Function of Disintegrin-like/Cysteine-rich Domains of Atrolysin A: INHIBITION OF PLATELET AGGREGATION BY RECOMBINANT PROTEIN AND PEPTIDE ANTAGONISTS

Abstract

Snake venom hemorrhagic metalloproteinase toxins that have metalloproteinase, disintegrin-like and cysteine-rich domains are significantly more potent than toxins with only a metalloproteinase domain. The disintegrin-like domains of these toxins differ from the disintegrin peptides found in crotalid and viperid venoms by the nature of their different disulfide bond structure and, in lieu of the disintegrins' signature Arg-Gly-Asp (RGD) integrin binding sequence, there is an XXCD disulfide-bonded cysteinyl sequence in that region. Due to these apparent differences, the contribution to the overall function of the hemorrhagic metalloproteinases by the disintegrin-like domain has been unknown. In this investigation we have expressed in insect cells the disintegrin-like/cysteine-rich (DC) domains of the Crotalus atrox hemorrhagic metalloproteinase atrolysin A and demonstrated that the recombinant protein (A/DC) can inhibit collagen- and ADP-stimulated platelet aggregation. Using synthetic peptides, we have evidence that the region of the disintegrin-like domain that is positionally analogous to the RGD loop of the disintegrins is the site responsible for inhibition of platelet aggregation. For these synthetic peptides to have significant inhibitory activity, the -RSECD- cysteinyl residue must be constrained by participation in a disulfide bond with another cysteinyl residue. The two acidic amino acids adjacent to the middle cysteinyl residue in these peptides are also important for biological activity. These studies emphasize a functional role for the disintegrin-like domain in toxins and suggest structural possibilities for the design of antagonists of platelet aggregation.

DESCRIPTION OF THE TASK: According to the abstract on atrolysin A, which two kinds of stimulated platelet aggregation did the recombinant protein A/DC inhibit?

RECORDS PROVIDED:
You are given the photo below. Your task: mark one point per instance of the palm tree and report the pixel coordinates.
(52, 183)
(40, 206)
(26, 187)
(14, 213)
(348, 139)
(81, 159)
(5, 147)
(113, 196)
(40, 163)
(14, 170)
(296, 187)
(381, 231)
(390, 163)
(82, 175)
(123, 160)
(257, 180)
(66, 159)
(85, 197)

EXERCISE RESPONSE: Collagen-stimulated and ADP-stimulated platelet aggregation.